What you need to do ▸
Which lines of the items below contain the word "wheel"? Copy each of those lines in full.

● ● ● ● ● ● ●

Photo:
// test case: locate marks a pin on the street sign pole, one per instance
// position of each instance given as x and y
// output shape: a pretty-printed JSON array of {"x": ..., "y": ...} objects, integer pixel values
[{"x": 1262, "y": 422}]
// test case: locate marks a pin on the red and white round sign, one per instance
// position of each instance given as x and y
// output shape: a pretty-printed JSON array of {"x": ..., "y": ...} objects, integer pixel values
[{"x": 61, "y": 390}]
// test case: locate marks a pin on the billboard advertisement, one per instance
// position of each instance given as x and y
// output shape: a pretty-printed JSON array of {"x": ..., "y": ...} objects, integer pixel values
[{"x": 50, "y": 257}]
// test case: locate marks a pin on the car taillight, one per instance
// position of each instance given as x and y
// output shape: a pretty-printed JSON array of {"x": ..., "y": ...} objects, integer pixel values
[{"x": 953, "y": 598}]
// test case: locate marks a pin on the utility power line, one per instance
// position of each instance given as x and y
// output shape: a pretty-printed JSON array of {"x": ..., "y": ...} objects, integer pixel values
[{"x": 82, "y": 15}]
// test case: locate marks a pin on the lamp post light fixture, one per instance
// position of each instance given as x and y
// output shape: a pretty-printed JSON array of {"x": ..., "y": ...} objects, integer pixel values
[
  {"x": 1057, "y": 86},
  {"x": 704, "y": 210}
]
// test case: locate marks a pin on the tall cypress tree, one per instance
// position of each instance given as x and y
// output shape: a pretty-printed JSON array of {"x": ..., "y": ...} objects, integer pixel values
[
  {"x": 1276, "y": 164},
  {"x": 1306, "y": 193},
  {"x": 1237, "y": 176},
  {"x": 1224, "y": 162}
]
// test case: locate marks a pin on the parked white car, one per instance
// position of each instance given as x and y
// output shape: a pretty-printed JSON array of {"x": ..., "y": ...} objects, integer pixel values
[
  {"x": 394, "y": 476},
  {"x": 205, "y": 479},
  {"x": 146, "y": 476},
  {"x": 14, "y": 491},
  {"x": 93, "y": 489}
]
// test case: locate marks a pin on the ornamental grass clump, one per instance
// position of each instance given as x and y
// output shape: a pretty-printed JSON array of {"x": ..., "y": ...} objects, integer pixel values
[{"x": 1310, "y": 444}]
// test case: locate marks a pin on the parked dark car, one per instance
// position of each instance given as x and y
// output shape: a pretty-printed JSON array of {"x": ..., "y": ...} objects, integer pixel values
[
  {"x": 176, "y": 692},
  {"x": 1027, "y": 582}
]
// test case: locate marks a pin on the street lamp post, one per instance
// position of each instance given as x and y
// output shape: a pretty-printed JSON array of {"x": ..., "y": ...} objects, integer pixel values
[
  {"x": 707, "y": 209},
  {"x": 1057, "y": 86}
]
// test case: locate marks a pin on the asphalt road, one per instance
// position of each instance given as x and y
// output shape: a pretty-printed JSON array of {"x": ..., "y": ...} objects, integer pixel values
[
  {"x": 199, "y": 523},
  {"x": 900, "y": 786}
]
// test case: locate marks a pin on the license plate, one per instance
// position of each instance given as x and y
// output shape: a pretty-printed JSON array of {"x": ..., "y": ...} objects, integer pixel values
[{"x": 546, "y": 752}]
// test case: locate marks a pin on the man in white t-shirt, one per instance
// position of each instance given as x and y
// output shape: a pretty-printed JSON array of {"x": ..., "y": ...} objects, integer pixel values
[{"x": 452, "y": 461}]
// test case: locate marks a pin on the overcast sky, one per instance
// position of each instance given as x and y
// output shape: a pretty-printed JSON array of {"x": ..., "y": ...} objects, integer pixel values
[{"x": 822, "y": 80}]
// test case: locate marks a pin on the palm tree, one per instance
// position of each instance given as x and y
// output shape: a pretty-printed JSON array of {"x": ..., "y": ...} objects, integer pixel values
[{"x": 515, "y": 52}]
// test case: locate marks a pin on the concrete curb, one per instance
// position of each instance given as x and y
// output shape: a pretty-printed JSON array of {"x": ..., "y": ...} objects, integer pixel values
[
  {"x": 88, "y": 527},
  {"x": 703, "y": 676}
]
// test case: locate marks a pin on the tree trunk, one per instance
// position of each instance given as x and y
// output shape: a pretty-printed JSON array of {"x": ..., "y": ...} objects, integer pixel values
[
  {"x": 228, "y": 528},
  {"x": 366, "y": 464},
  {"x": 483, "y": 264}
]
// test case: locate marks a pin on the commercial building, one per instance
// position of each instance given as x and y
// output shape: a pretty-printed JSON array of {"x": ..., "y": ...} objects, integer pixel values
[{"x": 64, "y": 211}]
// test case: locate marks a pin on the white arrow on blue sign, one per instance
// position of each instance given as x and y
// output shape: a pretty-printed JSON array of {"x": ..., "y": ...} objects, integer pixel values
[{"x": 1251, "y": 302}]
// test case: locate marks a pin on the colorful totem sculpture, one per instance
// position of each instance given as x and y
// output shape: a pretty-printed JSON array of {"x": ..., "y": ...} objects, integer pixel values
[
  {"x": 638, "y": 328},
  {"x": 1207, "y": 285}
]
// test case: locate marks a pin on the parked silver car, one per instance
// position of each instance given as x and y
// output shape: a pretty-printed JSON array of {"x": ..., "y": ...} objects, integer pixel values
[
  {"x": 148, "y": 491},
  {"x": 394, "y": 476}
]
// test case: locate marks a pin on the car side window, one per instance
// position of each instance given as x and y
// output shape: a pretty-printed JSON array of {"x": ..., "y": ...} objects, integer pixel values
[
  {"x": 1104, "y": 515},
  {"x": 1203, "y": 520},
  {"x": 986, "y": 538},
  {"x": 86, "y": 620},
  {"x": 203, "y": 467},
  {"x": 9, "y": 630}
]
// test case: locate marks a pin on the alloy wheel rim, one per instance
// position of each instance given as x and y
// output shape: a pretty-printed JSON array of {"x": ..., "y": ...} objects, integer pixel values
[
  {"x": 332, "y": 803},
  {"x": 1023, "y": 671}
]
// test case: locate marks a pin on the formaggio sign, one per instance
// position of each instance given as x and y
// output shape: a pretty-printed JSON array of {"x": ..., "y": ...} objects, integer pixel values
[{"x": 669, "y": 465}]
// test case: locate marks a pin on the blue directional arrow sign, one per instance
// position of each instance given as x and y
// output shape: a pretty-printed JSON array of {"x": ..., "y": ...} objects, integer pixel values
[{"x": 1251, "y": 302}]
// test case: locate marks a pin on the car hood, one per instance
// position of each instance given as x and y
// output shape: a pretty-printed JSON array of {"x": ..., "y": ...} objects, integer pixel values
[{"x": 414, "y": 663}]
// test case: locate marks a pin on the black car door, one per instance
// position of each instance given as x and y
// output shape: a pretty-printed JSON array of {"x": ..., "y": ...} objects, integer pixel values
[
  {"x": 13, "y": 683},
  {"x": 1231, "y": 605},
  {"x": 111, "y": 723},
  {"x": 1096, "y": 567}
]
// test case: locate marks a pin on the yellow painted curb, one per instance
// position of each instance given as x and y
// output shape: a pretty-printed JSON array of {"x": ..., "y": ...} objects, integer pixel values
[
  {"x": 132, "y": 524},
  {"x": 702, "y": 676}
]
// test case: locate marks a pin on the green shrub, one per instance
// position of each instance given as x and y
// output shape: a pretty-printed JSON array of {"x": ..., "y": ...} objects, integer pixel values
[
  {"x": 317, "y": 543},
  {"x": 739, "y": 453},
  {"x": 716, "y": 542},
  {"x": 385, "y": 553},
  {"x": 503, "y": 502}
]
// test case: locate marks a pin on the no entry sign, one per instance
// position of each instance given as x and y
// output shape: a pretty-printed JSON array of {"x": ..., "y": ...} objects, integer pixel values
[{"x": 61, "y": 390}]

● ● ● ● ● ● ●

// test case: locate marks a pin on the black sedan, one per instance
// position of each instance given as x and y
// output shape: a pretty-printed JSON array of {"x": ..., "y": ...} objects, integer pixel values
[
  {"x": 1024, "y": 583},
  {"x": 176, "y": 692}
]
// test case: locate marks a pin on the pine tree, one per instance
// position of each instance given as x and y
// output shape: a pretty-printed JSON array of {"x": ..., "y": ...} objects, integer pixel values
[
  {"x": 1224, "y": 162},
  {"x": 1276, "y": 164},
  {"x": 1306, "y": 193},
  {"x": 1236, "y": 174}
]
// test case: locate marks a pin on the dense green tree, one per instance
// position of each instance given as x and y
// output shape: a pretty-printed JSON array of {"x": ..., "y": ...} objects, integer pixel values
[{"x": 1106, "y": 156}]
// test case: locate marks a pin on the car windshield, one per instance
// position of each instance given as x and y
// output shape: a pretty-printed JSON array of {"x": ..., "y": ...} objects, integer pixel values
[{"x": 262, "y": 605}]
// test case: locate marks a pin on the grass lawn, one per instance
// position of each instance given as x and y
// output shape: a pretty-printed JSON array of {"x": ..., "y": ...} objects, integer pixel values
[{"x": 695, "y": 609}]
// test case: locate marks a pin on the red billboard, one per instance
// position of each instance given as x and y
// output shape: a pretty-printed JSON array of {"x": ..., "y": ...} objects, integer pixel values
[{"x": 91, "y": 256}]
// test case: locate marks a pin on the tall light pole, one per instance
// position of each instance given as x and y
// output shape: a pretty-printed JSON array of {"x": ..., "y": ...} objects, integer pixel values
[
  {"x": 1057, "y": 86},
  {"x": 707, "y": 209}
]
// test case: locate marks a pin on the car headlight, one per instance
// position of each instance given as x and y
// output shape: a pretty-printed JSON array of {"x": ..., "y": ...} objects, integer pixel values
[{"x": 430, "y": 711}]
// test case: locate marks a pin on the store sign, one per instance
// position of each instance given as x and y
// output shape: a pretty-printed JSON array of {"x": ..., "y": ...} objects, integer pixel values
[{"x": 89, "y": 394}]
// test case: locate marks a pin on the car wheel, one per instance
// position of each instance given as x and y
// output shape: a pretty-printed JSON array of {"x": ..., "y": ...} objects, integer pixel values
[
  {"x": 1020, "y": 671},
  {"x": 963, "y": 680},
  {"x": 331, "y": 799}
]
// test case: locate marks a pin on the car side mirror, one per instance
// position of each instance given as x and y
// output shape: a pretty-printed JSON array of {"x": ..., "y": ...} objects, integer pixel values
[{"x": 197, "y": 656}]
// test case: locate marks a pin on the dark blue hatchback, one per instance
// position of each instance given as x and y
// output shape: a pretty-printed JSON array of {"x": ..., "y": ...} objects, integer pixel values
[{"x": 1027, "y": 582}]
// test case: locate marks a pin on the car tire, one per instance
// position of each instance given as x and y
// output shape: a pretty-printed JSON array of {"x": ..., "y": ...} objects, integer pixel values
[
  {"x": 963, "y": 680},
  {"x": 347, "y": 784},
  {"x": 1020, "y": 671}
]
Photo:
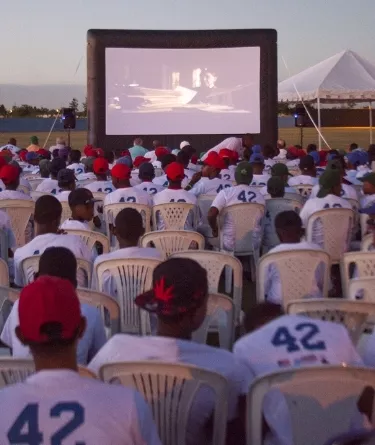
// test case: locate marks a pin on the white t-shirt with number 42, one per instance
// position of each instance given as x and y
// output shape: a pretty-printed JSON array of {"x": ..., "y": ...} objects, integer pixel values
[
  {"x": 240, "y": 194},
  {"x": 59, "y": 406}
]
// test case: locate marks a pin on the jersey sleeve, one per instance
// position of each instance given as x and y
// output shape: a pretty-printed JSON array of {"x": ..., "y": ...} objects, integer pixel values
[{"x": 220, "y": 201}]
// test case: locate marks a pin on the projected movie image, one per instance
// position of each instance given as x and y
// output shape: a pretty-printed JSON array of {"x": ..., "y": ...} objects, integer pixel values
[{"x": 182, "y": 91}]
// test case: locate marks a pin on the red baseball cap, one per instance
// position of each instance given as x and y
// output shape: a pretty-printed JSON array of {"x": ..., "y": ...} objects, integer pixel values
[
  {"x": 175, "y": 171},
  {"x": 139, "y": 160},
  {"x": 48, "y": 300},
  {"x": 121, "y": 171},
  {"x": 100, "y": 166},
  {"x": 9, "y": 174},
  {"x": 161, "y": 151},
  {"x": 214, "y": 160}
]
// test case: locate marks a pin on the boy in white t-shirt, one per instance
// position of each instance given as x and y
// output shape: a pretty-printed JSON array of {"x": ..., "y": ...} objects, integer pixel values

● ● ● ● ● ● ●

Task answer ▸
// test case: locate marks a pin on the alloy wheel rim, one per instance
// test case: locate marks a pin on the car wheel, one per instance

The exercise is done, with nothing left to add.